• Input:
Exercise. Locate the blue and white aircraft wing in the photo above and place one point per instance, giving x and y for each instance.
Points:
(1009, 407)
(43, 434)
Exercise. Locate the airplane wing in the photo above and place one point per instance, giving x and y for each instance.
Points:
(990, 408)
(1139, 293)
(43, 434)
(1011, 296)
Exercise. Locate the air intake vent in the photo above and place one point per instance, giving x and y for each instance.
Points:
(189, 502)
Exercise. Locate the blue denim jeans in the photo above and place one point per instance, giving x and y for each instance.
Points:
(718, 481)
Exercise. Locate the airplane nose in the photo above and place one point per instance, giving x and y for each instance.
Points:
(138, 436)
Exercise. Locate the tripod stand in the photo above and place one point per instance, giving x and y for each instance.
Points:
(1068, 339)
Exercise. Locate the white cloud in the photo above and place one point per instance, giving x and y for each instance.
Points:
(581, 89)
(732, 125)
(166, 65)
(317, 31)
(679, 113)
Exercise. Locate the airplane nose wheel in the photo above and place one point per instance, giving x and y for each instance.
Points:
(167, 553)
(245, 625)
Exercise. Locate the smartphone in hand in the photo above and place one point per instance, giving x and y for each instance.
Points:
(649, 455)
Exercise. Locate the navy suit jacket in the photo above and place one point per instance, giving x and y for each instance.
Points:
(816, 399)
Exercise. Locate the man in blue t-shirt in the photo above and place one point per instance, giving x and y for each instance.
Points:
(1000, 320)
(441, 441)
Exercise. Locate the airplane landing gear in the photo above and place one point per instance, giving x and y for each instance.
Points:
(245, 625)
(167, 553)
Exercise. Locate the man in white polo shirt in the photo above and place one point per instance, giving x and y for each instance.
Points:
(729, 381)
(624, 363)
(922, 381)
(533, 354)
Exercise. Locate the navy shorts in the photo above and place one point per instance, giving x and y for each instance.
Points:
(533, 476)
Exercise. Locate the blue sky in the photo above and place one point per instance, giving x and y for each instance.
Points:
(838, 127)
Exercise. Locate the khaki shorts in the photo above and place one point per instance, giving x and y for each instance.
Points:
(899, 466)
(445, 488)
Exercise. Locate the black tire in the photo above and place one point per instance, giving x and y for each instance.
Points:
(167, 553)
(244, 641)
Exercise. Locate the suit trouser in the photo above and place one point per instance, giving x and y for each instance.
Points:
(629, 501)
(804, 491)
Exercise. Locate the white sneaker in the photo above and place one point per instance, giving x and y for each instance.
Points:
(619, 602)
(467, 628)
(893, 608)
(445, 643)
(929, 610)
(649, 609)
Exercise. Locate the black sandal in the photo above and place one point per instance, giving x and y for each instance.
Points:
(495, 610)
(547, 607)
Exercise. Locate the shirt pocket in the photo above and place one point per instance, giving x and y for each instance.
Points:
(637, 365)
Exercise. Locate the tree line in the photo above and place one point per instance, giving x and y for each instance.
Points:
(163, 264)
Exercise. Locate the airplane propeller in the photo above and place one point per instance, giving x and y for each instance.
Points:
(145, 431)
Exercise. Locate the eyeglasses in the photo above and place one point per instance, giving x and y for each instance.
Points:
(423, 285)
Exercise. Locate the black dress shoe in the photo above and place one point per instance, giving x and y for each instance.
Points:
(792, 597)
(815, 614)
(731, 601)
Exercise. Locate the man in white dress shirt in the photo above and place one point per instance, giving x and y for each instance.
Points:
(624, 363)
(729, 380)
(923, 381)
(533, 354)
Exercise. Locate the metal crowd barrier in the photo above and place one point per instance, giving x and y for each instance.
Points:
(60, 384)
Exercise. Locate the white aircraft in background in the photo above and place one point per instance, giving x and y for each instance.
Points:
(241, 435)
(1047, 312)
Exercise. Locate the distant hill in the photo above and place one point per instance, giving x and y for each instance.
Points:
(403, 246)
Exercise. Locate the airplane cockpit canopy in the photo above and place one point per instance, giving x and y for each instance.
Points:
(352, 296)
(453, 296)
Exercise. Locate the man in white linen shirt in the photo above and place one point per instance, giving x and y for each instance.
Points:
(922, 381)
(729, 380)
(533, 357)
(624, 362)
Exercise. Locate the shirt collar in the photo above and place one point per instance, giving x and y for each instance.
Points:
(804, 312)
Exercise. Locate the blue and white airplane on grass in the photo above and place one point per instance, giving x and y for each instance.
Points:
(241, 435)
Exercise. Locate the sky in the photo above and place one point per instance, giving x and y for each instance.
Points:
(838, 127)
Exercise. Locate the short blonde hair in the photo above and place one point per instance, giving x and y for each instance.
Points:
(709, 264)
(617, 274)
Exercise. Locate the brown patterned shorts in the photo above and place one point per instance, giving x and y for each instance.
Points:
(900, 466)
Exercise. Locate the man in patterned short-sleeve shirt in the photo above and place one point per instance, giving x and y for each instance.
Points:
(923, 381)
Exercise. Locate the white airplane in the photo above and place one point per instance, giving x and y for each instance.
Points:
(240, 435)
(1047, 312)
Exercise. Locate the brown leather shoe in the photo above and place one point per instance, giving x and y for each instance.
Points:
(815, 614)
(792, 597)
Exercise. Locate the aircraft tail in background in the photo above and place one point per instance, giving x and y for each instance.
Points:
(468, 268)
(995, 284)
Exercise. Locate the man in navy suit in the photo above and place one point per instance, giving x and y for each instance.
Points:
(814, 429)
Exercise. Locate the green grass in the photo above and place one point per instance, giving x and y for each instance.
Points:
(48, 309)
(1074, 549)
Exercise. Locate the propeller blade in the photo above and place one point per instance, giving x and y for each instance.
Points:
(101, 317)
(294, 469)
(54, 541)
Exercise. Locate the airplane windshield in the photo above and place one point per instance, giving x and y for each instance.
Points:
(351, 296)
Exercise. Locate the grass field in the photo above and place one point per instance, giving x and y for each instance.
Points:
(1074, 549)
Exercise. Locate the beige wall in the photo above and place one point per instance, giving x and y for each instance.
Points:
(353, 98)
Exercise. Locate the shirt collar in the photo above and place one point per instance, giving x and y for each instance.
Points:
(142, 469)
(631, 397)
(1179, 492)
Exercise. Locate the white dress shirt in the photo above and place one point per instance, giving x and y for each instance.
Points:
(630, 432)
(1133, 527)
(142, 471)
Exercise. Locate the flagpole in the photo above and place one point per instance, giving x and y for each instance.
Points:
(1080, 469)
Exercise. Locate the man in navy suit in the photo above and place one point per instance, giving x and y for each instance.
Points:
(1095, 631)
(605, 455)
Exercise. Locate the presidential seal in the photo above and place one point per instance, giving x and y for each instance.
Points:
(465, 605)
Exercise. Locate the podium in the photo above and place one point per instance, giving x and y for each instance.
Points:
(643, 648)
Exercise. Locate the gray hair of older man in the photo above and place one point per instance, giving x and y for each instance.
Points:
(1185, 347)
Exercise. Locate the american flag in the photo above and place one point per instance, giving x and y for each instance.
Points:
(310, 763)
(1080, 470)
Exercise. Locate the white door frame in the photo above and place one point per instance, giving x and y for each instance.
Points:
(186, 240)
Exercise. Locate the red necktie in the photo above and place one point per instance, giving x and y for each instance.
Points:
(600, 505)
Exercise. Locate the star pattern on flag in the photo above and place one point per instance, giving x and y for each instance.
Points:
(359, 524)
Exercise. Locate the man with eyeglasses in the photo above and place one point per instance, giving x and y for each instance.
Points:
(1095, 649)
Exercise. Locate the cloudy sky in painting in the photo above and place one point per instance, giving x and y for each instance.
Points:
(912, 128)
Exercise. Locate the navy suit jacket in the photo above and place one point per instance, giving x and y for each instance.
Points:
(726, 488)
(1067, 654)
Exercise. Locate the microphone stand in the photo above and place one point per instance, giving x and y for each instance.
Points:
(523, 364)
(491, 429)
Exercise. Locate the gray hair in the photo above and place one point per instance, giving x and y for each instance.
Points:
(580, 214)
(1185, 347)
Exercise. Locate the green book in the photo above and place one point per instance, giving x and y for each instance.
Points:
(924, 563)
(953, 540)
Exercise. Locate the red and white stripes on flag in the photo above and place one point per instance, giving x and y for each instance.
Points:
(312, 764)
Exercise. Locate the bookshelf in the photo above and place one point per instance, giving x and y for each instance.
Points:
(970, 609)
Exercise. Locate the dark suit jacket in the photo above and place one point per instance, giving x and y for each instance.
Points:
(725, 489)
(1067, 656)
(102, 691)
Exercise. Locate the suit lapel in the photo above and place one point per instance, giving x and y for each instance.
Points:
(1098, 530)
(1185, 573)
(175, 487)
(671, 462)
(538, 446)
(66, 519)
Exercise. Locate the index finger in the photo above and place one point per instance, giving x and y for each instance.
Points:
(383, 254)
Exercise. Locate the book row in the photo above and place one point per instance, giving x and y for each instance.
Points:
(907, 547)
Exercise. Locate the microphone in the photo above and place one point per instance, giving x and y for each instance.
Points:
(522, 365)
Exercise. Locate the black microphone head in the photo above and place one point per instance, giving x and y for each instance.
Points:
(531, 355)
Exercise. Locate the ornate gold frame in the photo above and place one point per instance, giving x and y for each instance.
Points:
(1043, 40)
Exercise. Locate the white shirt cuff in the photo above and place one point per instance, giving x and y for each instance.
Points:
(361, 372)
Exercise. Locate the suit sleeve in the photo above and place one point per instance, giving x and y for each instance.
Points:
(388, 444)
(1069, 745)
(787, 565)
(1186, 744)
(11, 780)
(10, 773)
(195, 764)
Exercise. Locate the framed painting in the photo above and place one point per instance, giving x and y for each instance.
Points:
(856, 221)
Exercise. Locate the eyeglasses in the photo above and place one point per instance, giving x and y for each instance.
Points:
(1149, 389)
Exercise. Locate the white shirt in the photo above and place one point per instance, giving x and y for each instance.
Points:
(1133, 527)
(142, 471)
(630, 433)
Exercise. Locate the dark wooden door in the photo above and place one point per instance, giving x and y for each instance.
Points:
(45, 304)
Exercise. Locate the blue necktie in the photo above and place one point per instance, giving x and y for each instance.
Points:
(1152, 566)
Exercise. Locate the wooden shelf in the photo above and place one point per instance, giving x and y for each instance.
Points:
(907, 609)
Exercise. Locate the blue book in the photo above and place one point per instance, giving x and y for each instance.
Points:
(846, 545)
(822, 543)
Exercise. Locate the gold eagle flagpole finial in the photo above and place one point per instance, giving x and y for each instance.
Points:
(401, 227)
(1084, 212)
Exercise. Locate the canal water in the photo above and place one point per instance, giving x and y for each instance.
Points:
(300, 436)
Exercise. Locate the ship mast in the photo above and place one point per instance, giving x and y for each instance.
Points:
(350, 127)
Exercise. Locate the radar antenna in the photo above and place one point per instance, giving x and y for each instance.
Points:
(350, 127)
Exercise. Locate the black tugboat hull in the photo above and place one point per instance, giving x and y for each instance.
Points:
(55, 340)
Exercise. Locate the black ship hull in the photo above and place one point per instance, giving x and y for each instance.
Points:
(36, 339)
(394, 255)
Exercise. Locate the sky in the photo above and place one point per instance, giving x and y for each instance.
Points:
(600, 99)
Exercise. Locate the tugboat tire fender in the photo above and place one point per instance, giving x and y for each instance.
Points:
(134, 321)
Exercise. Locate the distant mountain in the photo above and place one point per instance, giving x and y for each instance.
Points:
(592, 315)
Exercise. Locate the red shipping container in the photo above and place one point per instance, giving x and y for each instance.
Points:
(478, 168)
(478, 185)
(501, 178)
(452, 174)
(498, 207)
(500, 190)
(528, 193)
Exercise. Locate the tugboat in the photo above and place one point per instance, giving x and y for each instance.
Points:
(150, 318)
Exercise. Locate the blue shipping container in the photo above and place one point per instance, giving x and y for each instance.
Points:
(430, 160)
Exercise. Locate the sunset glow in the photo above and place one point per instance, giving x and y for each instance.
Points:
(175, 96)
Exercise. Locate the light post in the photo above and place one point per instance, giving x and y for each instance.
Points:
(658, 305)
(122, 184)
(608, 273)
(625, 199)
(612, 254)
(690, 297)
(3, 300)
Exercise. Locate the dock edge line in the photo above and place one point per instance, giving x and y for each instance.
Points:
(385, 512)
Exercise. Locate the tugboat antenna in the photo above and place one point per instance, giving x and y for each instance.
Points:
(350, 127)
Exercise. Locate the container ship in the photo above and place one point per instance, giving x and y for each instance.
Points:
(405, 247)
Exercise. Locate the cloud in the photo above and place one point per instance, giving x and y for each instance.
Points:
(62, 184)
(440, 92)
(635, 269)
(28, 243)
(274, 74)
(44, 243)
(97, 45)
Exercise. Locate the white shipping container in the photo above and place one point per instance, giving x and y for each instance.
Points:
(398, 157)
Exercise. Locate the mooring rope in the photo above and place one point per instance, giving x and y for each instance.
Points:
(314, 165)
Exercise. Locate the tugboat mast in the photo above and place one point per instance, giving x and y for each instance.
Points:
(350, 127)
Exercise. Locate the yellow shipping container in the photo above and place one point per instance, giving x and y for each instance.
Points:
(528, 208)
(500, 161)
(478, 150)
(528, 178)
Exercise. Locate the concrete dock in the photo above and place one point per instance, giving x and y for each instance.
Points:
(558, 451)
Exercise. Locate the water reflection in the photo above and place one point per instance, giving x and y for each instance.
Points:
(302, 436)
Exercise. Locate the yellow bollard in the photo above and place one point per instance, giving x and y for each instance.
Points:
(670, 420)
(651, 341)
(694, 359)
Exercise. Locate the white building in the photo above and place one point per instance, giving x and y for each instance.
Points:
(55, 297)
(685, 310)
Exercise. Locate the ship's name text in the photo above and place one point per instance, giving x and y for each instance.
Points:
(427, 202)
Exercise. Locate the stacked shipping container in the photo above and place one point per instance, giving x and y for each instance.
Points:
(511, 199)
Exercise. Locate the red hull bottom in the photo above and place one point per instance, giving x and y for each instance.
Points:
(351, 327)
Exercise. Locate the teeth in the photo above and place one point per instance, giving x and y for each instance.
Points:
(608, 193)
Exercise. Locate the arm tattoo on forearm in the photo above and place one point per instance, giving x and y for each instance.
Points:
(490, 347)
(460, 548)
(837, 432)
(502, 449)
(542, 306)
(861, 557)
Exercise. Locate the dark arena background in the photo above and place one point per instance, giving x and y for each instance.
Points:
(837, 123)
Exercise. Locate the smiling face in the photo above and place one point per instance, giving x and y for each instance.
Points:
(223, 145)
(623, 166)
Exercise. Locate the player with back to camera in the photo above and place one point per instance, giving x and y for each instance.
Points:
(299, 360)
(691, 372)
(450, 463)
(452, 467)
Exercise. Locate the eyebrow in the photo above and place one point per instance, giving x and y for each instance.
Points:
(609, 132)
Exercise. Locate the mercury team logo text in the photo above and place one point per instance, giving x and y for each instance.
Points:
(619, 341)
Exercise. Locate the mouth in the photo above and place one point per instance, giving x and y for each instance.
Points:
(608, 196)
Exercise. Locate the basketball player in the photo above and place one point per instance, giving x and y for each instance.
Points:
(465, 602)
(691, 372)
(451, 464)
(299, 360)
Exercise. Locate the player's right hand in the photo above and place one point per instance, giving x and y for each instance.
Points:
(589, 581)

• Set problem: Reproduce the rows verbatim, beginning at the line that contains "Exercise. Locate the beige" and ending after the line that contains "(1095, 649)", with both lines included.

• Answer to this problem:
Exercise. Locate the beige wall in the photo above and place one point per instance, giving x and y for each instance.
Points:
(353, 98)
Exercise. Locate the shirt collar in the photo above and place one point per instance, giving x and y for each instance.
Points:
(142, 469)
(631, 397)
(1179, 492)
Exercise. Locate the white dress shirt in the photo above and place one point per instance, giving x and y for each instance.
Points:
(630, 432)
(1133, 527)
(142, 471)
Exercise. Locate the flagpole in the photo above and place one point per instance, giving x and y for each instance.
Points:
(1080, 469)
Exercise. Locate the man in navy suit in the photo above and place one point per instance, giving x and y for each instance.
Points:
(1095, 631)
(605, 455)
Exercise. Locate the presidential seal in the photo above and place one point per instance, giving x and y for each instance.
Points:
(465, 605)
Exercise. Locate the podium in the photo above and place one point per instance, giving x and y for each instance.
Points:
(643, 648)
Exercise. Locate the gray hair of older man in the photo above and place one point per instance, giving x and y for each instance.
Points:
(1185, 347)
Exercise. Locate the american flag in the photo above and place one point per instance, giving x and y for each instance.
Points:
(310, 763)
(1080, 470)
Exercise. Locate the white door frame in the photo above and place one point per instance, giving x and y for each instance.
Points:
(186, 240)
Exercise. Locate the red necktie in the photo above and place one point per instance, giving x and y for each instance.
Points:
(600, 505)
Exercise. Locate the star pattern on flag in the photo above and place one point per instance, giving x and y for each instance.
Points:
(359, 524)
Exercise. Locate the man with eyeglasses in the photo above and place one point per instance, giving x and y for each instance.
Points:
(1095, 649)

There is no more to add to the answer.